Dataset entries
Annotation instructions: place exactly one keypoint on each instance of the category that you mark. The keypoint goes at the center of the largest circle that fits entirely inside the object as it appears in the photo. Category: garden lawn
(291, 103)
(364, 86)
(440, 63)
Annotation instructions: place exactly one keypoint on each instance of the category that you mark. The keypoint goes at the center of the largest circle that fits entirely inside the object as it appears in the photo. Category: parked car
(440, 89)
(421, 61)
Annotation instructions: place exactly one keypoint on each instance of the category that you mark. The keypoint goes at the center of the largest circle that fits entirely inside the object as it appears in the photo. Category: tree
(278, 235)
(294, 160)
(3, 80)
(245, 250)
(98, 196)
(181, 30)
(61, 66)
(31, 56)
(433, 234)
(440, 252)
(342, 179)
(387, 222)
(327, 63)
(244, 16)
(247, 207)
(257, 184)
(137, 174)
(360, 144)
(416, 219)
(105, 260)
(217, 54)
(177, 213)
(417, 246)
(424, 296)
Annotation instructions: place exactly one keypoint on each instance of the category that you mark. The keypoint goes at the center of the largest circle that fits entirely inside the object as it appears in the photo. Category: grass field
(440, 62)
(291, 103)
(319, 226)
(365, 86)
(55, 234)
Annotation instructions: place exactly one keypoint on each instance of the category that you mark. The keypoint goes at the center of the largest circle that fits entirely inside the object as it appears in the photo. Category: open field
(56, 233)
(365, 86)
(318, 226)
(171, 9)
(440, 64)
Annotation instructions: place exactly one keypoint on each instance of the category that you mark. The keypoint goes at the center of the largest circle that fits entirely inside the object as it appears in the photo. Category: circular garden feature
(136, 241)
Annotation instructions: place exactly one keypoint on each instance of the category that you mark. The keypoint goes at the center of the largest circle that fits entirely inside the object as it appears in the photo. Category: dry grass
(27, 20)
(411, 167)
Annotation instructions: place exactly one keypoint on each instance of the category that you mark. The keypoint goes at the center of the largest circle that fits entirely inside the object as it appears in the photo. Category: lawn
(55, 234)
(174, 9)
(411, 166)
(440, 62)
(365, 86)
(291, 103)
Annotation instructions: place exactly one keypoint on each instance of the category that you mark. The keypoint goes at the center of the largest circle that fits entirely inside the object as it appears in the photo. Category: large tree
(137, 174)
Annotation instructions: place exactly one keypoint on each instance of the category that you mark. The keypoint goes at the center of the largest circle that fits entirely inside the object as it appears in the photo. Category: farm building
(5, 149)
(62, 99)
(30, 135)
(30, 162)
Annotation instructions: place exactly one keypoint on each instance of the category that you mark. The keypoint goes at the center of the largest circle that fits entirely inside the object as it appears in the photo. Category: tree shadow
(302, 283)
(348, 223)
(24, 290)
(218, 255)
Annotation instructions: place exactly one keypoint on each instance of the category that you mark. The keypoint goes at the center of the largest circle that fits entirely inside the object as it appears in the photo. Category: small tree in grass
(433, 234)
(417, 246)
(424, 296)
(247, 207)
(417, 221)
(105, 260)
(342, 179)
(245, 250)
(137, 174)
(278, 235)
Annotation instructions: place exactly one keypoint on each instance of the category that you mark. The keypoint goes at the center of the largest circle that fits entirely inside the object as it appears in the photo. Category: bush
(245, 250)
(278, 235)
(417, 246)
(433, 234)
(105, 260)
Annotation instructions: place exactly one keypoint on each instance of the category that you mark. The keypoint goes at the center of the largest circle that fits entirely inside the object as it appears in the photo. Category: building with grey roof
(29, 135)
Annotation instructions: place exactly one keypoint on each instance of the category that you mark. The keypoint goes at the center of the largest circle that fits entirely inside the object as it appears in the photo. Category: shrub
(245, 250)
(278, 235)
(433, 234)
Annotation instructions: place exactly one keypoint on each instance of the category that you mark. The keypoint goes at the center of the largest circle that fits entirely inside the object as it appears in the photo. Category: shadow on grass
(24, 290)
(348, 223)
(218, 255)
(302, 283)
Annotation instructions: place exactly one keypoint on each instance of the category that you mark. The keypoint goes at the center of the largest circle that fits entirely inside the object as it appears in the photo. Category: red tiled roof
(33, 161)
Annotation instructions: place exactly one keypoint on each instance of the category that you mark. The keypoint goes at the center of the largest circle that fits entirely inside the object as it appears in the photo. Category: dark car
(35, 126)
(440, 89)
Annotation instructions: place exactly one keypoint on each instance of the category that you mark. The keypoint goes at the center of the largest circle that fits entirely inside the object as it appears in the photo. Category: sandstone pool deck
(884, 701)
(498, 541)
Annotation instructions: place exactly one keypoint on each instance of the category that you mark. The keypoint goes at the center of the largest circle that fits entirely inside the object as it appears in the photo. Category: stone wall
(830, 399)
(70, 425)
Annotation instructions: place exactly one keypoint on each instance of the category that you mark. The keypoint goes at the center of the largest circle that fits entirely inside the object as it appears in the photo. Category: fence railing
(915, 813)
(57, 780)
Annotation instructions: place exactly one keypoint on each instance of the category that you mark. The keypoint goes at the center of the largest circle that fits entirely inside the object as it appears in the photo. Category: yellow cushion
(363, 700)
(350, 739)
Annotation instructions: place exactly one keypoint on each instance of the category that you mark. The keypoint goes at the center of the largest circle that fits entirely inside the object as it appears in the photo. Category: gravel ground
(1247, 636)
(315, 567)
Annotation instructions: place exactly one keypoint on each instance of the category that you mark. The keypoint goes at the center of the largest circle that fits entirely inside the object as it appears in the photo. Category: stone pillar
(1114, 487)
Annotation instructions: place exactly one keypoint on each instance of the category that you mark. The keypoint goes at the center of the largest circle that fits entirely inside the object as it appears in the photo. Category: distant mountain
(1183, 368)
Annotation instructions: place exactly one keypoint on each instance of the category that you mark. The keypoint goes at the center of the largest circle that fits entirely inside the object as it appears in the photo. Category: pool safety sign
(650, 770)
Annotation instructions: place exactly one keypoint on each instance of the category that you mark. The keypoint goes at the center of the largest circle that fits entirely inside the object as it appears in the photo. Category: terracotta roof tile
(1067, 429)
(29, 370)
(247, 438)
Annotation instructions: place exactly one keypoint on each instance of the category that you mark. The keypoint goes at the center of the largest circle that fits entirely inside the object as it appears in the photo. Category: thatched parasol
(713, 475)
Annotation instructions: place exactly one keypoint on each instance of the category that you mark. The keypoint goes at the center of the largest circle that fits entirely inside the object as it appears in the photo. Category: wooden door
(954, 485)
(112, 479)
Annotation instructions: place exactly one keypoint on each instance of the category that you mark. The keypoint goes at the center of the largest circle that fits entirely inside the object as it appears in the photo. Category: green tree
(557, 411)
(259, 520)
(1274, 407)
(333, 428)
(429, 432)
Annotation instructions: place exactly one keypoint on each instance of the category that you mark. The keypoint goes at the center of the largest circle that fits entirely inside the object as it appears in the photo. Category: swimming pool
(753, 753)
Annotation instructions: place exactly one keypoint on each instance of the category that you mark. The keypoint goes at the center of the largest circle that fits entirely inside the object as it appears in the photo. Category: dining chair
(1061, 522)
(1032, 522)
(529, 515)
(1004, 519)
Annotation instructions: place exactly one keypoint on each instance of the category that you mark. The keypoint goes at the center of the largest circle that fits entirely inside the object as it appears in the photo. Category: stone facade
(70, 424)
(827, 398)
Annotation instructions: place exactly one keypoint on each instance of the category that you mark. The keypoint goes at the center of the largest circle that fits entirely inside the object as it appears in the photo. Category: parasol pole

Problem to solve: Copy out every one of the entries above, word for word and in the same order.

Full output:
Annotation instructions: place exactly one keypoint on each instance of the category that you mark. The keypoint goes at the center of the largest circle that fits entirely inside the object as it appears in the photo. Category: garden lawn
(291, 103)
(364, 86)
(440, 63)
Annotation instructions: place exactly one keypoint on each instance of the category that you mark. The keypoint goes at the center of the largest circle that fits entirely inside the object as it appears in the photo. Category: parked car
(440, 89)
(421, 61)
Annotation instructions: place exactly one keypoint on each instance of the category that you mark. The keypoint goes at the center of the largest circle that fits entirely inside the object as it appears in the photo. Category: tree
(278, 235)
(294, 160)
(3, 80)
(245, 250)
(98, 196)
(181, 30)
(61, 66)
(31, 56)
(433, 234)
(440, 252)
(342, 179)
(387, 222)
(327, 63)
(244, 16)
(247, 207)
(257, 184)
(137, 174)
(360, 144)
(416, 219)
(105, 260)
(217, 54)
(177, 213)
(417, 246)
(424, 296)
Annotation instructions: place exactly one keypoint on each instance of the category that you mark. The keypoint goes at the center of the largest circle that fits entirely inside the object as it appears in the photo. Category: grass field
(440, 62)
(291, 103)
(319, 226)
(365, 86)
(55, 234)
Annotation instructions: place exactly one keypoint on each instance of the category that you mark. The keypoint goes at the center of the largest circle that fits entirely inside the object as it appears in the photo. Category: open field
(56, 233)
(365, 86)
(318, 226)
(171, 9)
(440, 64)
Annotation instructions: place exactly one keypoint on each instance of the category that you mark. The keypoint goes at the center of the largest circle that fits entirely inside the object as it appears in the photo. Category: circular garden feature
(136, 241)
Annotation instructions: place exactly one keypoint on each instance of the category that you mark. The keypoint goes at the center of the largest circle that fits entirely inside the object as it appears in the photo. Category: dry grass
(27, 20)
(411, 167)
Annotation instructions: place exactly one keypoint on each instance of the category that you mark. The keypoint goes at the center of the largest circle that fits entirely inside the object as it appears in the photo. Category: lawn
(55, 234)
(174, 9)
(411, 166)
(440, 62)
(365, 86)
(291, 103)
Annotation instructions: place exactly one keypoint on each instance of the category that you mark. The keypoint goes at the center of the largest circle that fits entirely inside the object as it appears in the photo. Category: large tree
(137, 174)
Annotation instructions: place exactly one keypoint on each instance of the category that you mark. The keypoint goes at the center of the largest circle that fits entirely inside the object as it appears in the photo. Category: farm building
(5, 149)
(62, 99)
(30, 135)
(30, 162)
Annotation instructions: place exactly one keypoint on each instance of the category that you mark. The keypoint goes at the center of the largest circle that fits entirely inside the object as it appears in the photo. Category: tree shadow
(302, 283)
(348, 223)
(24, 290)
(218, 255)
Annotation instructions: place exactly one keypoint on each instance of the category that you mark. The keypoint goes at the center of the largest circle that fits entirely inside the object as it appears in the photo. Category: small tree in grass
(433, 234)
(417, 246)
(424, 296)
(247, 207)
(417, 221)
(105, 260)
(342, 179)
(245, 250)
(137, 174)
(278, 235)
Annotation instructions: place exactly one keypoint on each instance of the category that you mark. The keypoint goes at the center of the largest circle that fits entirely inside the object as it appears in the photo. Category: bush
(245, 250)
(278, 235)
(417, 246)
(433, 234)
(105, 260)
Annotation instructions: place exactly one keypoint on each instance of the category that you mark. The keypoint goes at the center of the largest circle that fits entirely inside the object as it appears in the photo. Category: building with grey roof
(29, 135)
Annotation instructions: place exactly one keypoint on each instance of the category that you mark. The keypoint goes at the center of the largest circle that fits entirely inside the object as it appears in the photo. Category: shrub
(245, 250)
(278, 235)
(433, 234)
Annotation instructions: place exactly one keypoint on each instance of the category that you mark. The keypoint goes at the center of the largest circle that fits entirely inside the object as it appears in the photo. Category: shadow on grass
(24, 290)
(348, 223)
(218, 255)
(302, 283)
Annotation instructions: place exactly one keypoint on each instance of the category that you mark. The keypoint goes at the center of the largest circle that fits entirely inside the object as it appears in the photo. Category: red tiled roof
(33, 161)
Annotation instructions: place exactly one keypoint on each instance of the category that you mark. The keypoint goes at the center of the largest circle that fits entirely inside the object as it appears in the photo. Category: dark car
(35, 126)
(440, 89)
Annotation instructions: place exactly one keypoint on each instance of the category that you mark. The keypoint goes at the center of the largest circle that fits entirely inside the object as it appears in the photo. Category: sandstone pool deck
(884, 701)
(498, 541)
Annotation instructions: place exactly one keypoint on each instance of the category that you mark. The keypoint goes at the center of the largest circle that fits entirely inside the object as it appears in the photo. Category: stone wall
(830, 399)
(70, 425)
Annotation instructions: place exactly one keypoint on each instance of the category that you mark. The keypoint goes at the center of the largest circle that fits entirely inside the object as it appears in the photo. Category: fence railing
(915, 813)
(57, 780)
Annotation instructions: place exactly one keypoint on each instance of the category that you mark. The keypoint goes at the center of the largest circle that fits entirely inside the object as it appears in the photo. Category: yellow cushion
(363, 700)
(350, 739)
Annotation instructions: place exactly one keypoint on each instance of the category that you mark. The keypoint goes at the center of the largest circle that fits entirely inside the object as it appears in the photo. Category: gravel ground
(1247, 636)
(315, 567)
Annotation instructions: place exactly one keypoint on each instance of the category that you mark. The keypoint goes at the center of the largest circle that fits entirely inside the object as it appears in the photo. Category: stone pillar
(1114, 487)
Annotation instructions: place exactly one keypoint on each instance of the category that you mark. The keypoint goes at the center of the largest circle that fits entirely inside the object as it appears in the photo. Category: distant mountain
(1183, 368)
Annotation instructions: place exactly one keypoint on each instance of the category that you mark. The keypoint goes at the center of the largest circle that fits entirely inside the object as it appears in the photo. Category: pool safety sign
(650, 770)
Annotation instructions: place exactly one keypoint on each instance of the category that you mark. The keypoint goes at the center of the largest circle that fits entirely inside the object as it appears in the photo. Category: terracotta roof tile
(1067, 429)
(29, 370)
(247, 438)
Annotation instructions: place exactly one keypoint on each instance of the category that you mark. The keypoint goes at the center of the largest circle that fits entirely inside the object as it appears in the photo. Category: thatched parasol
(713, 475)
Annotation instructions: place exactly one keypoint on each instance of the category that you mark. The keypoint goes at the center of the largest circle that fits entirely inside the object as it appears in the photo. Category: wooden door
(954, 485)
(112, 479)
Annotation instructions: place exactly one keypoint on each instance of the category that you mark. The keypoint goes at the center of the largest circle that fits entirely inside the object as it appears in the photo. Category: green tree
(557, 411)
(259, 520)
(1274, 407)
(333, 428)
(429, 432)
Annotation instructions: place exactly one keypoint on each instance of the category that you mark. The keypoint goes at the center of the largest circle that fits entirely inside the object as it appears in the photo. Category: swimming pool
(753, 753)
Annotation instructions: place exactly one keypoint on each instance of the category that you mark. The keypoint goes at the center of the largest circle that fits entirely inside the object as it appears in the photo. Category: dining chair
(1061, 522)
(1032, 522)
(529, 515)
(1004, 519)
Annotation instructions: place exactly one keypoint on each instance of the category that you mark. The keypoint goes at the center of the largest circle that fits entirely inside the object as it appears in the photo. Category: stone facade
(70, 424)
(827, 398)
Annotation instructions: place exactly one keypoint on each instance of the category that you mark. The keypoint goes at the center of the largest circle that fits entirely inside the object as it appears in the photo. Category: parasol pole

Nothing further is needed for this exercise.